Nothing in the listing may change. Repeat all of it.
Segment Open
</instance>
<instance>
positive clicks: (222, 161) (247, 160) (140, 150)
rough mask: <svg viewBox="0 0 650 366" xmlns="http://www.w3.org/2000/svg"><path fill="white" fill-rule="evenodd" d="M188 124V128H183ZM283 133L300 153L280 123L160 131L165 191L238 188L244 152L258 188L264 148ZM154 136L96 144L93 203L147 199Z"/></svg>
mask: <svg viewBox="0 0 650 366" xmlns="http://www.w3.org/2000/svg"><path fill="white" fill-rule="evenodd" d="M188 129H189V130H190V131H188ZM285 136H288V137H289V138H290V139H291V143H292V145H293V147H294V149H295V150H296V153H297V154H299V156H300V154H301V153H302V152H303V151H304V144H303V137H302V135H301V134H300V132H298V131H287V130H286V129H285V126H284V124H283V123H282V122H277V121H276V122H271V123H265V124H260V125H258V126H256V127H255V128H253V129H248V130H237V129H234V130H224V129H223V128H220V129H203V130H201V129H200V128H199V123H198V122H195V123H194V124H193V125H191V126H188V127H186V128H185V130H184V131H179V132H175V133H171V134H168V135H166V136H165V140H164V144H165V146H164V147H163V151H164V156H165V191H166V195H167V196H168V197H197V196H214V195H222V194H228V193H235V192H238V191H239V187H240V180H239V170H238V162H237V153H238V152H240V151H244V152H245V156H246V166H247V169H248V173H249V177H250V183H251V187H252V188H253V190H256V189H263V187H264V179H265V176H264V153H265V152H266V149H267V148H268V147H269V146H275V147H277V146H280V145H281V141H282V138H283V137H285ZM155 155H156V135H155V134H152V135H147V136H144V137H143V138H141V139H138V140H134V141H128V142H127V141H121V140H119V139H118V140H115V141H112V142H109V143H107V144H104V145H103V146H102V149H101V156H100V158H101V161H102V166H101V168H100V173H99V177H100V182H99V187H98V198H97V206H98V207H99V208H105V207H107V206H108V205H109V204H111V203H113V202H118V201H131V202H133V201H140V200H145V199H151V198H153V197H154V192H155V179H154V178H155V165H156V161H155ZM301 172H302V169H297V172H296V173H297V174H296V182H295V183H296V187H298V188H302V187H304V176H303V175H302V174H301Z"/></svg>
Segment Closed
*Response to this exercise*:
</instance>
<instance>
positive clicks: (222, 161) (247, 160) (140, 150)
rough mask: <svg viewBox="0 0 650 366" xmlns="http://www.w3.org/2000/svg"><path fill="white" fill-rule="evenodd" d="M188 124V128H183ZM283 133L300 153L280 123L160 131L165 191L238 188L244 152L258 188L264 148ZM154 136L96 144L93 203L147 199Z"/></svg>
mask: <svg viewBox="0 0 650 366" xmlns="http://www.w3.org/2000/svg"><path fill="white" fill-rule="evenodd" d="M188 129H189V130H190V131H188ZM285 136H288V137H289V138H290V139H291V143H292V145H293V147H294V149H295V150H296V153H297V154H299V156H300V154H301V153H302V152H303V151H304V144H303V137H302V135H301V134H300V132H298V131H287V130H286V129H285V126H284V124H283V123H282V122H277V121H276V122H271V123H265V124H260V125H258V126H256V127H255V128H253V129H248V130H237V129H234V130H224V129H223V128H220V129H203V130H201V129H200V128H199V123H198V122H195V123H194V124H193V125H191V126H188V127H186V128H185V130H184V131H179V132H175V133H171V134H168V135H166V136H165V140H164V144H165V146H164V147H163V151H164V156H165V191H166V195H167V196H168V197H197V196H214V195H222V194H228V193H235V192H238V191H239V187H240V180H239V170H238V162H237V153H238V152H240V151H244V152H245V156H246V166H247V169H248V173H249V177H250V183H251V187H252V188H253V190H256V189H263V187H264V179H265V176H264V153H265V152H266V149H267V148H268V147H269V146H275V147H277V146H280V145H281V141H282V138H283V137H285ZM155 155H156V135H155V134H152V135H147V136H144V137H143V138H141V139H138V140H134V141H128V142H127V141H121V140H119V139H118V140H115V141H112V142H109V143H107V144H104V145H103V146H102V149H101V156H100V158H101V161H102V166H101V168H100V173H99V177H100V182H99V187H98V198H97V206H98V207H99V208H105V207H107V206H108V205H109V204H111V203H113V202H118V201H131V202H133V201H140V200H145V199H151V198H153V197H154V192H155V179H154V178H155V165H156V161H155ZM301 172H302V169H297V172H296V173H297V174H296V182H295V183H296V187H298V188H302V187H304V176H303V175H302V174H301Z"/></svg>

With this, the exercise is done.